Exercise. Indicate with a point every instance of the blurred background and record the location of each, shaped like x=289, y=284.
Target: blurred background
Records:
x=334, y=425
* * *
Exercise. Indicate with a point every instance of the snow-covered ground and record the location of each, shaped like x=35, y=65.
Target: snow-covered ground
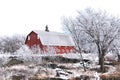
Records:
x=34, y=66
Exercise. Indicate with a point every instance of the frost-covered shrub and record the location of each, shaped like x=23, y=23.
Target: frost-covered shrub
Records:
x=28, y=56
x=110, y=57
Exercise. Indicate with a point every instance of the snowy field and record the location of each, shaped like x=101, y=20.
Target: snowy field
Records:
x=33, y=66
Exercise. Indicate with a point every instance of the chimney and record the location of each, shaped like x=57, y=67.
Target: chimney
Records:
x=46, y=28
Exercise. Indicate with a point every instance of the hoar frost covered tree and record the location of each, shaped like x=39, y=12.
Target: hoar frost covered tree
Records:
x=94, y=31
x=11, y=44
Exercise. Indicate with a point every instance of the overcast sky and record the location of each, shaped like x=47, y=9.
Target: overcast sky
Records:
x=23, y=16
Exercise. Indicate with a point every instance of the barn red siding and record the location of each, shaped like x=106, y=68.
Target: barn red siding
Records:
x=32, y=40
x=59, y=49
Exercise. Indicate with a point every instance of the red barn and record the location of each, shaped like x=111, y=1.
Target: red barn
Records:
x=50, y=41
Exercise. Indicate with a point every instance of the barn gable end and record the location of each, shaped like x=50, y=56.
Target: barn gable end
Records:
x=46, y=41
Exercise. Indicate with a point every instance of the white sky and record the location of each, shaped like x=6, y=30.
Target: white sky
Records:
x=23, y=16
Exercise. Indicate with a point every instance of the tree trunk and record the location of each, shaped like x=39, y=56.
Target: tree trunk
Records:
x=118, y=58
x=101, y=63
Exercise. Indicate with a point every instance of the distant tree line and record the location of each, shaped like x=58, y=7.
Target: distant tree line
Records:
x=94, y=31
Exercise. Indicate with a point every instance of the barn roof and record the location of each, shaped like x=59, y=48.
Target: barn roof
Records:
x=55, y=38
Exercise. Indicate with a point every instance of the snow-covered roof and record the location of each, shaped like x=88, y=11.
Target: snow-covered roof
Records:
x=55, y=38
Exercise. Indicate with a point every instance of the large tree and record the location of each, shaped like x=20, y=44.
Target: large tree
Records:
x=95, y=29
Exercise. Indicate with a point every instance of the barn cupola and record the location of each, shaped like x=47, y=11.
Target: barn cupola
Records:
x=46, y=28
* * *
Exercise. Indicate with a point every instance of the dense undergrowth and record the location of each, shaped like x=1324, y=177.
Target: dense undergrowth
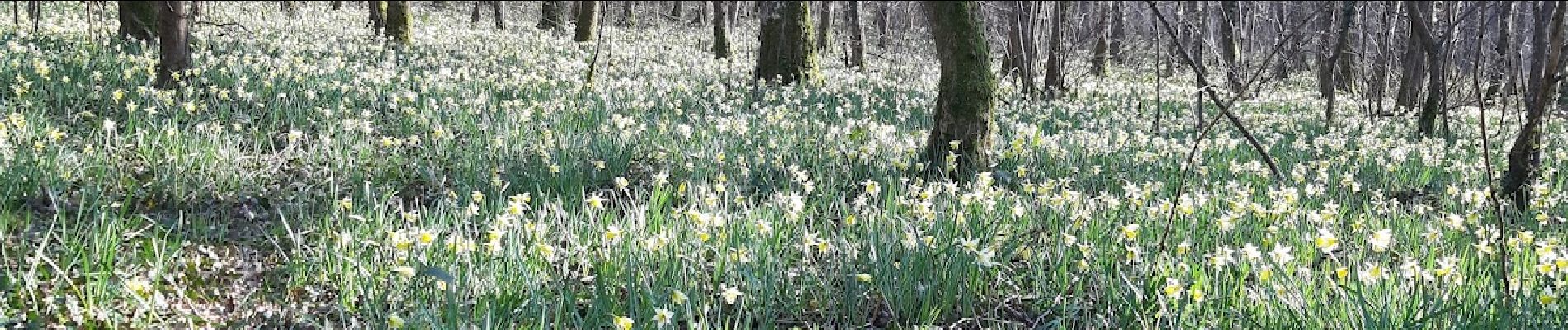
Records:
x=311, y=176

▶ _Task statement_
Give the lines from the one containing "Exercise. Indicate with a point every instance of the blurred" through the one containing "x=334, y=425" as a Markdown table with two columns, Number and Entry, one numbered row per line and no blank lines.

▶ _Output of the task_
| Number | Entry |
|---|---|
| 1 | Exercise. Indicate with a point every instance of the blurred background and record the location of each, shaped like x=289, y=284. |
| 2 | Target: blurred background |
| 3 | Records: |
| 4 | x=334, y=425 |